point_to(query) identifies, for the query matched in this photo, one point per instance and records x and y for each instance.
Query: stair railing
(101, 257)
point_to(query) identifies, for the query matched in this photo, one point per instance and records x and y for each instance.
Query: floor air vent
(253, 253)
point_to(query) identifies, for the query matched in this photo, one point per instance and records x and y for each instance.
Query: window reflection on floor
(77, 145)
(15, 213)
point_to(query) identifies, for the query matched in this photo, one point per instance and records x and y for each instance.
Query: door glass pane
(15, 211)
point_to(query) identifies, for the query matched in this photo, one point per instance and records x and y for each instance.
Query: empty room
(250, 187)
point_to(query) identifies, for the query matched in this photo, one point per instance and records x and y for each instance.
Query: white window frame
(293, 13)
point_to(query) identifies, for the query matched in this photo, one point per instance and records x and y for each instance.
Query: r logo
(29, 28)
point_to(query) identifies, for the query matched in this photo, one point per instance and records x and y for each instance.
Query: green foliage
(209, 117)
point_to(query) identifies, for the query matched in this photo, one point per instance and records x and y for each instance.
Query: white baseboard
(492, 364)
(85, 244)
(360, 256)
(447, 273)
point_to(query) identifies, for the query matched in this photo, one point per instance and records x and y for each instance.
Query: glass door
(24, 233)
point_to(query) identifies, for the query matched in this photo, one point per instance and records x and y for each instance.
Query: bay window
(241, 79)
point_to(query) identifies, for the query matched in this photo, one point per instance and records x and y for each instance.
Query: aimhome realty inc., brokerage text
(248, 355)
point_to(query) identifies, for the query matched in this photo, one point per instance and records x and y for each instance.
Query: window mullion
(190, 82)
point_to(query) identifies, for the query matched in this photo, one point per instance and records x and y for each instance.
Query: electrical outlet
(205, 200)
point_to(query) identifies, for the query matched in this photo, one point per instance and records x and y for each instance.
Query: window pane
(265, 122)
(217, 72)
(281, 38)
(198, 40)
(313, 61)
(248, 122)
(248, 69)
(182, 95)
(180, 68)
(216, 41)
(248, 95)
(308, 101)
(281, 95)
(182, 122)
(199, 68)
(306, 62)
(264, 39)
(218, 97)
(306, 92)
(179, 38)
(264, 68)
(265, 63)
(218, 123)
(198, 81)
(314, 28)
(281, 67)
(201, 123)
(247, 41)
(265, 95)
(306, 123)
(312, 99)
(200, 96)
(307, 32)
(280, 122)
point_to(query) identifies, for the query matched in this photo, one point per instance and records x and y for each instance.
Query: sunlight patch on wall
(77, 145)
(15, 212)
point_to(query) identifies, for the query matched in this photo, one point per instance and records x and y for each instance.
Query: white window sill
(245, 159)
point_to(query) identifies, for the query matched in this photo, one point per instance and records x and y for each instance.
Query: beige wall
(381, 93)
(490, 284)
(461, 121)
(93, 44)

Exercise |
Please return the data above exactly as given.

Exercise answer |
point_to(query) identifies, for the query matched in this photo, one point per instance and records x and y for each instance.
Query: stair railing
(101, 257)
point_to(query) identifies, for the query matched in this photo, one point per instance and records x and y for each instance.
Query: floor air vent
(253, 253)
point_to(query) identifies, for the query matched in this photo, one point per instance and records x and y for each instance.
Query: window reflection on floor
(77, 145)
(15, 213)
point_to(query) identifies, for the query matched in this photo, one point per instance and records x and y for each instance.
Query: door glass pane
(15, 211)
point_to(query) identifies, for the query matched in this photo, one point per instance and records x and y for each instance.
Query: empty room
(250, 187)
point_to(query) identifies, for the query matched in this photo, one point per instance and records x and y for each instance.
Query: white window frame
(293, 13)
point_to(query) identifies, for the query matched in this photo, one point per instance and records x and y for each instance.
Query: r logo
(29, 28)
point_to(query) identifies, for the query matched in this photo, one point per instance and records x and y for each instance.
Query: green foliage
(209, 117)
point_to(query) identifies, for the query matched in this photo, one point per instance and records x and y for each instance.
Query: white baseboard
(492, 364)
(85, 244)
(360, 256)
(447, 273)
point_to(query) identifies, for the query matched in this photo, one point per instance and records x and y for each instance.
Query: glass door
(24, 233)
point_to(query) identifies, for the query matched in this photo, one point per instance and records x and y for each instance.
Query: bay window
(241, 79)
point_to(query) identifies, for the query matched in this photo, one point per instance and records x and y for each instance.
Query: aimhome realty inc., brokerage text
(248, 355)
point_to(query) identifies, for the query matched in this photo, one point per instance and records x and y for each instance.
Query: window mullion
(190, 82)
point_to(query) identifies, for the query matched in this photo, one point per instance and records x and y for each instance.
Query: electrical outlet
(205, 200)
point_to(query) identifies, for the query matched in this photo, one point per instance and records x and y for each instance.
Query: window pane
(265, 122)
(217, 72)
(281, 38)
(198, 40)
(313, 61)
(248, 122)
(248, 69)
(182, 95)
(180, 68)
(216, 41)
(248, 95)
(308, 101)
(281, 95)
(182, 122)
(199, 68)
(306, 62)
(264, 39)
(218, 97)
(306, 92)
(179, 38)
(264, 68)
(265, 63)
(218, 123)
(198, 81)
(314, 28)
(281, 67)
(201, 123)
(247, 41)
(265, 95)
(306, 123)
(312, 99)
(200, 96)
(307, 32)
(280, 122)
point_to(query) identifies, for the query matched in this photo, one point per instance and records x and y for each instance.
Query: sunlight patch on wall
(77, 145)
(15, 212)
point_to(query) identifies, for the query matched in this photo, one point per instance and records x and y for each instance.
Query: white window sill
(245, 159)
point_to(query) identifies, for the query matched in this photo, one point per instance and records x and y for each instance.
Query: beige wall
(381, 93)
(490, 284)
(461, 121)
(93, 44)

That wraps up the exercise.